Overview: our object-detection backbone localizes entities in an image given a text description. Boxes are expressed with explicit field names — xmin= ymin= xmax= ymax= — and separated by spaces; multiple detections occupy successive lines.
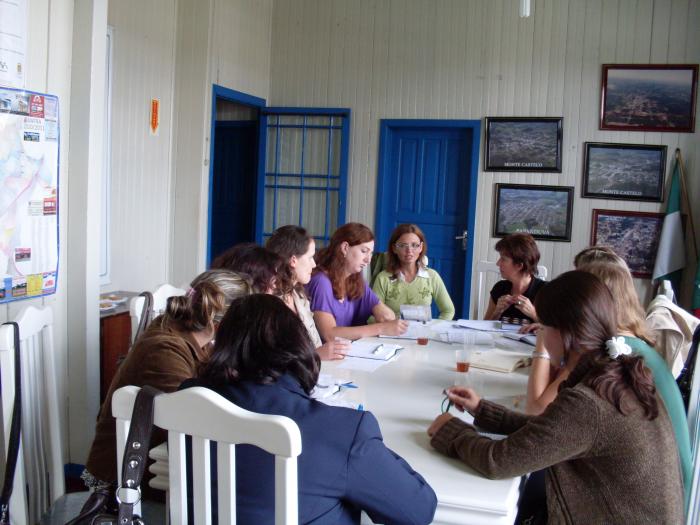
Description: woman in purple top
xmin=306 ymin=223 xmax=408 ymax=341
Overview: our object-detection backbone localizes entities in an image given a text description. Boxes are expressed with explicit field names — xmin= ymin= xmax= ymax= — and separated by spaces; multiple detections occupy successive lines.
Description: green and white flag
xmin=653 ymin=158 xmax=685 ymax=283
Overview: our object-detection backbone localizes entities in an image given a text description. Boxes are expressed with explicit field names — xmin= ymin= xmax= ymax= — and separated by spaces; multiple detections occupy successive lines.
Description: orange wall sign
xmin=150 ymin=98 xmax=160 ymax=135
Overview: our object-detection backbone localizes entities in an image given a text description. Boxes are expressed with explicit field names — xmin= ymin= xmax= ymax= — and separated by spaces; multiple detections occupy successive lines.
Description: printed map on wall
xmin=0 ymin=87 xmax=59 ymax=303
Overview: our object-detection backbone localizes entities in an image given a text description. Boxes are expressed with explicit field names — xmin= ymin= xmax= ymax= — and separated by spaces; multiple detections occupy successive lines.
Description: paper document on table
xmin=378 ymin=320 xmax=435 ymax=340
xmin=438 ymin=330 xmax=495 ymax=345
xmin=470 ymin=349 xmax=530 ymax=373
xmin=311 ymin=374 xmax=342 ymax=399
xmin=455 ymin=319 xmax=521 ymax=332
xmin=347 ymin=340 xmax=403 ymax=360
xmin=337 ymin=357 xmax=389 ymax=373
xmin=501 ymin=332 xmax=537 ymax=346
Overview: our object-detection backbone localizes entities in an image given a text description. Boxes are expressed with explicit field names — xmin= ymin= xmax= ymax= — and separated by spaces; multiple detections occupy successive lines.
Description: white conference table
xmin=148 ymin=336 xmax=532 ymax=524
xmin=323 ymin=337 xmax=531 ymax=525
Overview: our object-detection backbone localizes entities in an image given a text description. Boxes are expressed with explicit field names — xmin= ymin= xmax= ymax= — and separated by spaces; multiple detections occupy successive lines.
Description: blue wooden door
xmin=376 ymin=121 xmax=480 ymax=318
xmin=209 ymin=121 xmax=257 ymax=263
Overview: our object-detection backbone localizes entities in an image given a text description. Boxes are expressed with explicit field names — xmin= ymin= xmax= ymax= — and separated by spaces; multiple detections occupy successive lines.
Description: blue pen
xmin=340 ymin=382 xmax=358 ymax=389
xmin=371 ymin=344 xmax=384 ymax=354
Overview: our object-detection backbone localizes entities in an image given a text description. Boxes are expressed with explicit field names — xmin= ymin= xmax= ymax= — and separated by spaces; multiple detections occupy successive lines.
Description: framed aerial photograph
xmin=582 ymin=142 xmax=667 ymax=202
xmin=493 ymin=184 xmax=574 ymax=241
xmin=600 ymin=64 xmax=698 ymax=132
xmin=590 ymin=209 xmax=664 ymax=278
xmin=484 ymin=117 xmax=563 ymax=172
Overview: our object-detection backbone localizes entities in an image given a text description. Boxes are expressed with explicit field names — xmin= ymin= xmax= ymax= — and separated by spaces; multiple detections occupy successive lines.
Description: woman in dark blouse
xmin=484 ymin=232 xmax=544 ymax=325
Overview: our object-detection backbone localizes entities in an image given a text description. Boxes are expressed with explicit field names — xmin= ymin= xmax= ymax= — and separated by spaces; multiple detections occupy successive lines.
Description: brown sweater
xmin=85 ymin=317 xmax=209 ymax=483
xmin=431 ymin=360 xmax=684 ymax=524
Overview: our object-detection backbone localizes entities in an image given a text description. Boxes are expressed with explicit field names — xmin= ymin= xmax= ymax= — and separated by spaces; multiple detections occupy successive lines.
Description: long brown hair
xmin=314 ymin=223 xmax=374 ymax=300
xmin=266 ymin=225 xmax=314 ymax=295
xmin=385 ymin=224 xmax=427 ymax=278
xmin=578 ymin=262 xmax=655 ymax=345
xmin=536 ymin=271 xmax=658 ymax=420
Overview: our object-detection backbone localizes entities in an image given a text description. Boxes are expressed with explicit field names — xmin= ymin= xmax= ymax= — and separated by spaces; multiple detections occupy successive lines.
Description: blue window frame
xmin=256 ymin=108 xmax=350 ymax=246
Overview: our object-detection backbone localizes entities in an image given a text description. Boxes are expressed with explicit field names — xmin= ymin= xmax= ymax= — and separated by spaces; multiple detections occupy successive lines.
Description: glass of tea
xmin=455 ymin=348 xmax=472 ymax=372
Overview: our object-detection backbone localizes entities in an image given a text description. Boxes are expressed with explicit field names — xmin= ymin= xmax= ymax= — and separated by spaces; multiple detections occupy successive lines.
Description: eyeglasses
xmin=394 ymin=242 xmax=423 ymax=251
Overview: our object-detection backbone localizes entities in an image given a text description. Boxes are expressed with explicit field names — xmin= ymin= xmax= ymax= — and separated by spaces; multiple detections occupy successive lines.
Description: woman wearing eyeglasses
xmin=372 ymin=224 xmax=455 ymax=320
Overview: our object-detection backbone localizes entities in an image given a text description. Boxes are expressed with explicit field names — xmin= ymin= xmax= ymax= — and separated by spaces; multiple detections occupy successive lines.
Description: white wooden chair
xmin=112 ymin=385 xmax=302 ymax=525
xmin=0 ymin=306 xmax=65 ymax=525
xmin=474 ymin=261 xmax=548 ymax=319
xmin=129 ymin=283 xmax=186 ymax=342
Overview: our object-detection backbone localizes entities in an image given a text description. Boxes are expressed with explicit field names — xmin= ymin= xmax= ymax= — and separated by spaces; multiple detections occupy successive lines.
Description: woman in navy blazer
xmin=185 ymin=294 xmax=437 ymax=525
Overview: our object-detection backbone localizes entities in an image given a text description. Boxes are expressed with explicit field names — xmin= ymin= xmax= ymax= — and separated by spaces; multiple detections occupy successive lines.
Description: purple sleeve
xmin=306 ymin=273 xmax=339 ymax=316
xmin=353 ymin=283 xmax=380 ymax=324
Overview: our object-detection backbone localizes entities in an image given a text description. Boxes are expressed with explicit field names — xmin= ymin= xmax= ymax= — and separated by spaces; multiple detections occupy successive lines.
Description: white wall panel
xmin=269 ymin=0 xmax=700 ymax=310
xmin=107 ymin=0 xmax=177 ymax=293
xmin=0 ymin=0 xmax=74 ymax=461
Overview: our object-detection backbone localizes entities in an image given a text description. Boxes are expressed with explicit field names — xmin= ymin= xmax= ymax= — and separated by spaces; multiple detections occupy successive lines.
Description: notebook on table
xmin=470 ymin=349 xmax=530 ymax=373
xmin=347 ymin=340 xmax=403 ymax=360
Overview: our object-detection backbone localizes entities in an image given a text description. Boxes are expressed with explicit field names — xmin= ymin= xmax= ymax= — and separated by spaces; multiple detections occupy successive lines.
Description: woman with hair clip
xmin=79 ymin=270 xmax=252 ymax=506
xmin=428 ymin=271 xmax=684 ymax=524
xmin=306 ymin=222 xmax=408 ymax=341
xmin=266 ymin=224 xmax=350 ymax=360
xmin=372 ymin=223 xmax=455 ymax=320
xmin=578 ymin=261 xmax=692 ymax=505
xmin=184 ymin=294 xmax=437 ymax=525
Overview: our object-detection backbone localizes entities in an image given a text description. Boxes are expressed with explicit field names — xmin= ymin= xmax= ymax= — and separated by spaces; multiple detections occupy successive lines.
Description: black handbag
xmin=134 ymin=292 xmax=154 ymax=343
xmin=677 ymin=324 xmax=700 ymax=410
xmin=0 ymin=323 xmax=22 ymax=525
xmin=66 ymin=386 xmax=162 ymax=525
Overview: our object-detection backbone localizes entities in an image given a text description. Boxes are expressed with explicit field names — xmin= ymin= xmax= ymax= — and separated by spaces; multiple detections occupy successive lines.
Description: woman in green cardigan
xmin=372 ymin=224 xmax=455 ymax=320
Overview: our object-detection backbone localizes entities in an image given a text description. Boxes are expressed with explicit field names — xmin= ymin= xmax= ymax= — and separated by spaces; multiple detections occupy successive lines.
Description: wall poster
xmin=0 ymin=86 xmax=59 ymax=303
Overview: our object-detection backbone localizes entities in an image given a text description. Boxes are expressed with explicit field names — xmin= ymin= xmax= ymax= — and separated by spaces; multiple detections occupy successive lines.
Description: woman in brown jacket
xmin=428 ymin=271 xmax=684 ymax=524
xmin=81 ymin=270 xmax=252 ymax=497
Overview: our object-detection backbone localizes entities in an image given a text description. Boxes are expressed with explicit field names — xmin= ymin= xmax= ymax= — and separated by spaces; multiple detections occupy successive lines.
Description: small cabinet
xmin=99 ymin=292 xmax=136 ymax=401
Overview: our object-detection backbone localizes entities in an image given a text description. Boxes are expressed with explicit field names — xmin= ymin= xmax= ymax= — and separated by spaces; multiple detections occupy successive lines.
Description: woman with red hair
xmin=306 ymin=223 xmax=408 ymax=341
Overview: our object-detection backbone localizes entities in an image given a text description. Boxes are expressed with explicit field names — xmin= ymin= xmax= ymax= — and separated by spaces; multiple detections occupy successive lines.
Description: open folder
xmin=347 ymin=340 xmax=403 ymax=360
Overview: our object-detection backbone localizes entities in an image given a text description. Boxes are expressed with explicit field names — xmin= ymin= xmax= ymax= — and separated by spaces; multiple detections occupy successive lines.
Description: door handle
xmin=454 ymin=230 xmax=468 ymax=250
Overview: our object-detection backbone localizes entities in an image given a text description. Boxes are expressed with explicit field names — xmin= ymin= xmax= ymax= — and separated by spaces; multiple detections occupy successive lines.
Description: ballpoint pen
xmin=371 ymin=344 xmax=384 ymax=354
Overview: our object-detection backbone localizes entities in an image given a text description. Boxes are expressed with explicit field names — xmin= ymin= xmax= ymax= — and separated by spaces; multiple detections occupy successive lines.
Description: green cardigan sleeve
xmin=429 ymin=269 xmax=455 ymax=320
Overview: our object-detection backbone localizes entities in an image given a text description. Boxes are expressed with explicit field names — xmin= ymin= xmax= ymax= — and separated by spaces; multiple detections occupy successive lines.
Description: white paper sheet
xmin=337 ymin=357 xmax=391 ymax=372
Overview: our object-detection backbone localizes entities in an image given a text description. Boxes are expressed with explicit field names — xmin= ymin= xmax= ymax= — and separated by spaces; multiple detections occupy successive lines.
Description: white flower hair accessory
xmin=606 ymin=337 xmax=632 ymax=359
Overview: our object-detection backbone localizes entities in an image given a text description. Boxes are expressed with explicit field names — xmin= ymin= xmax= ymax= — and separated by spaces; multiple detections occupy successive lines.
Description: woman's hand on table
xmin=380 ymin=319 xmax=409 ymax=336
xmin=316 ymin=338 xmax=350 ymax=360
xmin=427 ymin=413 xmax=454 ymax=437
xmin=519 ymin=322 xmax=541 ymax=334
xmin=445 ymin=387 xmax=481 ymax=415
xmin=513 ymin=295 xmax=536 ymax=321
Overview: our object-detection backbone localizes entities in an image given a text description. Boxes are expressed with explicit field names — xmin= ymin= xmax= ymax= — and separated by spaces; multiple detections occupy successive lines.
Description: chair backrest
xmin=112 ymin=386 xmax=302 ymax=525
xmin=659 ymin=279 xmax=676 ymax=301
xmin=474 ymin=261 xmax=548 ymax=319
xmin=686 ymin=325 xmax=700 ymax=524
xmin=130 ymin=283 xmax=186 ymax=342
xmin=0 ymin=306 xmax=65 ymax=525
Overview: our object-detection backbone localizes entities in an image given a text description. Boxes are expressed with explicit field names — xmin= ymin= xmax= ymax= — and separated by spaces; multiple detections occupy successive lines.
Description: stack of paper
xmin=455 ymin=320 xmax=521 ymax=332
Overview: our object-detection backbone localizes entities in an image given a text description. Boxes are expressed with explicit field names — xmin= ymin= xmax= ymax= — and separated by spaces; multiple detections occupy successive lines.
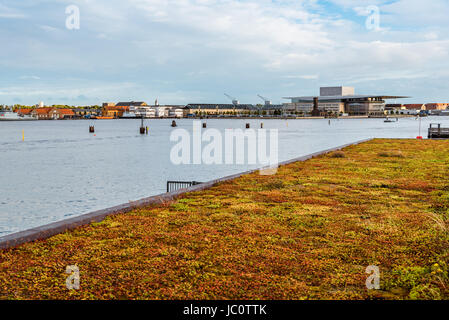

**Task description**
The lines running from the one with "Description: chair backrest" to the close of the material above are to be retyped exactly; no picture is to be included.

**Answer**
Description: chair backrest
xmin=112 ymin=386 xmax=302 ymax=525
xmin=659 ymin=279 xmax=676 ymax=301
xmin=474 ymin=261 xmax=548 ymax=319
xmin=686 ymin=325 xmax=700 ymax=524
xmin=130 ymin=283 xmax=186 ymax=342
xmin=0 ymin=306 xmax=65 ymax=525
Overview: our object-detection backbone localizes entities in an image given a text description. Boxes are expressed with explicit field names — xmin= ymin= xmax= ymax= — and separated by spaces; multiple detections occupy successive lines.
Description: stack of paper
xmin=455 ymin=320 xmax=521 ymax=332
Overview: our object-detection backbone localizes entities in an image given a text description. Boxes are expressed with explicit field names — xmin= ymin= xmax= ymax= — and separated by spaces; multiple detections occupy successive lines.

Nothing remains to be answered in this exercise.